■ **Dataset extract**:
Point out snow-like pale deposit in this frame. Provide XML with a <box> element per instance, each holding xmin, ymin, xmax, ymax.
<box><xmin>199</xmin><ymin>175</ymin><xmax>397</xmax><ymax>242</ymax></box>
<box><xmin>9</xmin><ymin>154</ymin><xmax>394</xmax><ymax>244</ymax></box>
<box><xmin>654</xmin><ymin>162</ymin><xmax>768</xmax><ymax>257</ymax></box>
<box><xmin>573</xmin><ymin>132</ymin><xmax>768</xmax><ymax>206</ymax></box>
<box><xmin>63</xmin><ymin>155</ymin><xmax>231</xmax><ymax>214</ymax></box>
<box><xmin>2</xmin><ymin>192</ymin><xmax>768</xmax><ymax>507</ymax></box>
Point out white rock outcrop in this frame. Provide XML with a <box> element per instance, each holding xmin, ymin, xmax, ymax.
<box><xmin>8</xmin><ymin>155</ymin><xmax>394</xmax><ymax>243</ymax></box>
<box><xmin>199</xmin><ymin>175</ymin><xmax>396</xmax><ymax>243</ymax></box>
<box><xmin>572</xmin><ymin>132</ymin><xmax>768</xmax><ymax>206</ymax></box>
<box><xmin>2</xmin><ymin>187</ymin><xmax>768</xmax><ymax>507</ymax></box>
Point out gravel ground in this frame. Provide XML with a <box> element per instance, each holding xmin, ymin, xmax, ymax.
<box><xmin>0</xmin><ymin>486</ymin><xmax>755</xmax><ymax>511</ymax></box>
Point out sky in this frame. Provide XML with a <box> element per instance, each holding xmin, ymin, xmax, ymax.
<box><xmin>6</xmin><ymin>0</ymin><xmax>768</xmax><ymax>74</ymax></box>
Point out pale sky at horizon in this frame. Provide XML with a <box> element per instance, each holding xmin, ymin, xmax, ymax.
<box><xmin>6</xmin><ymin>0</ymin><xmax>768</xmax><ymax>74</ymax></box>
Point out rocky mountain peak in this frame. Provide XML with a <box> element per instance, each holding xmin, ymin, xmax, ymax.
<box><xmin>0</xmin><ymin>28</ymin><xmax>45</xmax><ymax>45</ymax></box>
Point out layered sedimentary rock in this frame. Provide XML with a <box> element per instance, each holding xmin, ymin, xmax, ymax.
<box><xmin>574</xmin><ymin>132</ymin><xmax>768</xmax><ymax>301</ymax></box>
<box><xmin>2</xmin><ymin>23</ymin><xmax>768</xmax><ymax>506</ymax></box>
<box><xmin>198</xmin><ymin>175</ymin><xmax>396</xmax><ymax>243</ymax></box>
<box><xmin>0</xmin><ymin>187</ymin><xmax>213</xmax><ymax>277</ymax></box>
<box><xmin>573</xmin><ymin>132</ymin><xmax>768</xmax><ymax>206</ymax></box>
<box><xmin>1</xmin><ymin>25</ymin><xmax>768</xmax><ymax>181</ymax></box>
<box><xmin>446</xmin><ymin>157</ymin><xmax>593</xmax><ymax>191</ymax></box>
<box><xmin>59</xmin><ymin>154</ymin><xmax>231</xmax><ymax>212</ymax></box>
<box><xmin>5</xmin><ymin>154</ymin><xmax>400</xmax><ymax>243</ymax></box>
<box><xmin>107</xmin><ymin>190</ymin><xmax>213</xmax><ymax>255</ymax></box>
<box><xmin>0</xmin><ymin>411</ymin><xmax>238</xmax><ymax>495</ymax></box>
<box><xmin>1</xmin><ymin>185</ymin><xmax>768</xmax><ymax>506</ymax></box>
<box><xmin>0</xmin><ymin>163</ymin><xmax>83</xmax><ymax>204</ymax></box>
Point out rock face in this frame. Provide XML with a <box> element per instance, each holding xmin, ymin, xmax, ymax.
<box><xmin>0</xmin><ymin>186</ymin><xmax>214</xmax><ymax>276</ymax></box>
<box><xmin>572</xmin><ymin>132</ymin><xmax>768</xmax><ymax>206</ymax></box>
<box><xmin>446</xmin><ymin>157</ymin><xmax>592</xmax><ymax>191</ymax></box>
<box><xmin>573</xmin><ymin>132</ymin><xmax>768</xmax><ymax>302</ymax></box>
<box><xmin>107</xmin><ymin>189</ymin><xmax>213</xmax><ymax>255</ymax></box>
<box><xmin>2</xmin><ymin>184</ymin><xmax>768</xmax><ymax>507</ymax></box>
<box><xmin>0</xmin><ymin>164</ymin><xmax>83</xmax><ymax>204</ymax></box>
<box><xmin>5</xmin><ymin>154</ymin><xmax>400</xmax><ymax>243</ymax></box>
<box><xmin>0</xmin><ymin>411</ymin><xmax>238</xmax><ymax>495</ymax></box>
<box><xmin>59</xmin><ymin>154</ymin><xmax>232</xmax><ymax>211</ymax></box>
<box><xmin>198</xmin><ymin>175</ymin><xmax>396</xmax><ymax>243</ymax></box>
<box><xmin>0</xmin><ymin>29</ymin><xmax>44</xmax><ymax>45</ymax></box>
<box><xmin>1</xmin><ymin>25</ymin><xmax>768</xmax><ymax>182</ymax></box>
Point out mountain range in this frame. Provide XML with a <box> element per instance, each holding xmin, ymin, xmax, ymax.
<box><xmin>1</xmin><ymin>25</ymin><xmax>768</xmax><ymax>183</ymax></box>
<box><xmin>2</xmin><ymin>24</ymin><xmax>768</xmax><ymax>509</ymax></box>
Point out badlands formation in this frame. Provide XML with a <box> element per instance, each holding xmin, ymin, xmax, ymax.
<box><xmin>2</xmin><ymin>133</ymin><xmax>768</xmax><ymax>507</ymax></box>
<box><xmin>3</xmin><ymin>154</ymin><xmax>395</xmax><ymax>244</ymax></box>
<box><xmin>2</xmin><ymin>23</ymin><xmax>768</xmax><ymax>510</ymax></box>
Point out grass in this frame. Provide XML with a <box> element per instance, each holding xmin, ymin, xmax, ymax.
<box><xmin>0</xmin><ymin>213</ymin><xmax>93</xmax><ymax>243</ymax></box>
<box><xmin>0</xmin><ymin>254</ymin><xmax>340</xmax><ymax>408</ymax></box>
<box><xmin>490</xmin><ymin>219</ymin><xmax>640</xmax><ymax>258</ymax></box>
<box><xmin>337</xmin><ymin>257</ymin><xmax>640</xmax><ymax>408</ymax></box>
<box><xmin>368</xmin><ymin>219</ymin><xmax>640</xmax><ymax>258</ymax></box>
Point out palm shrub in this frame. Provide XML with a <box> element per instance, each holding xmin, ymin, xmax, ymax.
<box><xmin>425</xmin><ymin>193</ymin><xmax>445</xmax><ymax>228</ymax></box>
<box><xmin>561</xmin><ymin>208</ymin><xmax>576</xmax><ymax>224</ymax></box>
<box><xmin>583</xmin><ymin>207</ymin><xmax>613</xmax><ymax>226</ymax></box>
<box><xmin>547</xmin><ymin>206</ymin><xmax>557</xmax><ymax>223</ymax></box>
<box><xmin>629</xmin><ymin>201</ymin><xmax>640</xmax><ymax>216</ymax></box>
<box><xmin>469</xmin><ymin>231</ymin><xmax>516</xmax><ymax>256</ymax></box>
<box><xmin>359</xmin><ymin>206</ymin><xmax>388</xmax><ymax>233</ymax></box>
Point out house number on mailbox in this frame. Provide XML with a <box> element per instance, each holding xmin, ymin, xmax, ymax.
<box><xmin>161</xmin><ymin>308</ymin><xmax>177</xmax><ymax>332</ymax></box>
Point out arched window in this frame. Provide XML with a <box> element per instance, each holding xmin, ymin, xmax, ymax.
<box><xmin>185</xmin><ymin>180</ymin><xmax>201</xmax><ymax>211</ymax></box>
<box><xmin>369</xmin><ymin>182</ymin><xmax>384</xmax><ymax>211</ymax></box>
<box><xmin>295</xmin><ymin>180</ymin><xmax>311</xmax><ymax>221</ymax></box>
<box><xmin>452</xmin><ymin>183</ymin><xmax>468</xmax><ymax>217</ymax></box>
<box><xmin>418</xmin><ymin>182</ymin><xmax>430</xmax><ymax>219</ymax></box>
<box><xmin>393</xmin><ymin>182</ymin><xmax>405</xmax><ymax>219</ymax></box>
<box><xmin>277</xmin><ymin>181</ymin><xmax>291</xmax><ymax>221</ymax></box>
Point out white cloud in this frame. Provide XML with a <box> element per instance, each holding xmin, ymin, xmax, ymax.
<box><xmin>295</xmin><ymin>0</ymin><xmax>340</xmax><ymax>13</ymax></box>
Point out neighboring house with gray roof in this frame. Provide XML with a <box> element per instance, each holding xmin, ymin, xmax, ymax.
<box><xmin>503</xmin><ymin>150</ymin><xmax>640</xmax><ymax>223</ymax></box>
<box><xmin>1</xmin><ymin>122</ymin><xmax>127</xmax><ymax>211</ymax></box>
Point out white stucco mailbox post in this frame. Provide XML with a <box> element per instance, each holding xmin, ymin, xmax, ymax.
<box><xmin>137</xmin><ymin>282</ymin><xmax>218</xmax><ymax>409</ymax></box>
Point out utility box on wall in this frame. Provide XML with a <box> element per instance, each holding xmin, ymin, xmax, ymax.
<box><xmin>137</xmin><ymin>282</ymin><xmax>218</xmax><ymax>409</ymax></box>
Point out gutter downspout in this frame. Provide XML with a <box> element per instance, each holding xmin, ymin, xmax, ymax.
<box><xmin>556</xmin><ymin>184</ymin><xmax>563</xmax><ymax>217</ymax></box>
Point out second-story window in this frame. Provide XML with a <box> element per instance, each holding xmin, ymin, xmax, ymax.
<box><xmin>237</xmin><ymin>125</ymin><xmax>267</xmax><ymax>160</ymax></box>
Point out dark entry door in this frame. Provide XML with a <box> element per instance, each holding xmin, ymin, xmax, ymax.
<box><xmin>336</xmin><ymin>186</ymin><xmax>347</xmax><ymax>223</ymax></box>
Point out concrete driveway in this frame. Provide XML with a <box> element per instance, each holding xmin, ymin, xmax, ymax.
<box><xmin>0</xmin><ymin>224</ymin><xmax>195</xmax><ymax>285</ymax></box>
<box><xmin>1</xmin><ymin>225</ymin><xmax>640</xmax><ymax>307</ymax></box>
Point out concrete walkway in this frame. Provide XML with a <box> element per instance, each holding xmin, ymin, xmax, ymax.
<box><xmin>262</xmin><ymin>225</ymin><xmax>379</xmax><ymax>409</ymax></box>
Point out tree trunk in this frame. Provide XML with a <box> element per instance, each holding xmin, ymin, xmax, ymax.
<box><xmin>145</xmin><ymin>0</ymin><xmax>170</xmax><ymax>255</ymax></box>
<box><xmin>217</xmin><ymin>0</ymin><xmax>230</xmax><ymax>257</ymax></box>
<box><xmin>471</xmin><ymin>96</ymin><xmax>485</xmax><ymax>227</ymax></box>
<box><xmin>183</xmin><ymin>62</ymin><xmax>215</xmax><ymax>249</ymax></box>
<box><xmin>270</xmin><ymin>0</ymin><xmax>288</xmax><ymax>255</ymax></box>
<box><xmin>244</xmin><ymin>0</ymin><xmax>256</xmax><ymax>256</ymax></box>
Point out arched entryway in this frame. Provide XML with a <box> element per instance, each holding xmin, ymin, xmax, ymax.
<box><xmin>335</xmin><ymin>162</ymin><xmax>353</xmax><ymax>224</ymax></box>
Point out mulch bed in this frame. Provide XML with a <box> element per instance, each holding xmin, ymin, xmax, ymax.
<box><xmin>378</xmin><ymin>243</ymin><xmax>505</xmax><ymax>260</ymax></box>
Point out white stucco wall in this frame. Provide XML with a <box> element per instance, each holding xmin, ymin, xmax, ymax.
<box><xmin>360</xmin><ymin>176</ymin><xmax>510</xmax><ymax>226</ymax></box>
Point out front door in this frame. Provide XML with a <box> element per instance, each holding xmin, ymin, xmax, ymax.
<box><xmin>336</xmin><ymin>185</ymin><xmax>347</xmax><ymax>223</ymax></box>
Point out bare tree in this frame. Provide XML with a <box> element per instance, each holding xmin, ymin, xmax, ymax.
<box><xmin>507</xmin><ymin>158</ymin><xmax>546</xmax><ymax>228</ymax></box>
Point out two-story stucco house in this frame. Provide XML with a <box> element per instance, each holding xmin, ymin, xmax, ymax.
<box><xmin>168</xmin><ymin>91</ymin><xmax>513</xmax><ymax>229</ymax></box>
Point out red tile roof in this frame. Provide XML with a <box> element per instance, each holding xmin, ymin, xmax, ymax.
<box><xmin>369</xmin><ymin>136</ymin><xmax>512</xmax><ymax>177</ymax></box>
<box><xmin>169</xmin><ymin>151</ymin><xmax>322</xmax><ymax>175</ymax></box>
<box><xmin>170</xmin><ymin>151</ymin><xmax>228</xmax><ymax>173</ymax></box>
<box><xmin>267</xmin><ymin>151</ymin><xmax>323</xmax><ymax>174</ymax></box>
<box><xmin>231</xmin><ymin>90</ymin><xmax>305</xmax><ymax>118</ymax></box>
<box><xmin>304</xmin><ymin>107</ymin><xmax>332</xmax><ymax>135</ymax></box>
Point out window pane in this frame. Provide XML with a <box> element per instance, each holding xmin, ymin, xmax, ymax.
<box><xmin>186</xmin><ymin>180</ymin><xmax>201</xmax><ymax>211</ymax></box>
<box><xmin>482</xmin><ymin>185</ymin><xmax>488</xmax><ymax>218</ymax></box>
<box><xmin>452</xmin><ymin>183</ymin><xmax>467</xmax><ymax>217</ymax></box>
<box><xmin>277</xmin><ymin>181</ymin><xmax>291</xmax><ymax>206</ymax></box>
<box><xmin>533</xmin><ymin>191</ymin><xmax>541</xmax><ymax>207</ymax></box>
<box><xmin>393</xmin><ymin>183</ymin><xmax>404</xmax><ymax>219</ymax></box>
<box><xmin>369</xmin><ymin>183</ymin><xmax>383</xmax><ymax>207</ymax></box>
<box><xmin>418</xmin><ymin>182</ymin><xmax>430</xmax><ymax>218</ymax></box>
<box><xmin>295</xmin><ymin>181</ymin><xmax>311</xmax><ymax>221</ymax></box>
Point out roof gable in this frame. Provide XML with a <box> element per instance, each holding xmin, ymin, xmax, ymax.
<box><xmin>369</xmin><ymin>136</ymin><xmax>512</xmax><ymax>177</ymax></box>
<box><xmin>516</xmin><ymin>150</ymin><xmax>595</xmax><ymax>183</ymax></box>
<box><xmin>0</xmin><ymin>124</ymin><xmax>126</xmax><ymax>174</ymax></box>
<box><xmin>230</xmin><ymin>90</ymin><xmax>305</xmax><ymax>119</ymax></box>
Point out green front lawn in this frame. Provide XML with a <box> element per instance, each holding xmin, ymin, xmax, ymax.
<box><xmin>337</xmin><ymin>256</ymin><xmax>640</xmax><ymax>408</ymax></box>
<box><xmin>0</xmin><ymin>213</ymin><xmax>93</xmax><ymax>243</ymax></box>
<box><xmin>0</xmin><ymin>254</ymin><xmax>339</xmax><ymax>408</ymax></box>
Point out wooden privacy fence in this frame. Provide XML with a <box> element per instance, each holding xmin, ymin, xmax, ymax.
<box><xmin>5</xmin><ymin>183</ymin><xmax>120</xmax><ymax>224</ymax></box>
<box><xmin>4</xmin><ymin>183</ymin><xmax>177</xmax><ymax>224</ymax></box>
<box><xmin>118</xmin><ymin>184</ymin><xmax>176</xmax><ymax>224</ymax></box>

■ **Exercise goal**: Give back the lines of the listing from the one with "Point out wooden" through the end, both included, exactly as written and with nothing added.

■ **Answer for the task**:
Point out wooden privacy fence in this frame. Provide XML with a <box> element per instance, each holding xmin, ymin, xmax, ymax.
<box><xmin>5</xmin><ymin>183</ymin><xmax>120</xmax><ymax>224</ymax></box>
<box><xmin>4</xmin><ymin>183</ymin><xmax>177</xmax><ymax>224</ymax></box>
<box><xmin>118</xmin><ymin>184</ymin><xmax>176</xmax><ymax>224</ymax></box>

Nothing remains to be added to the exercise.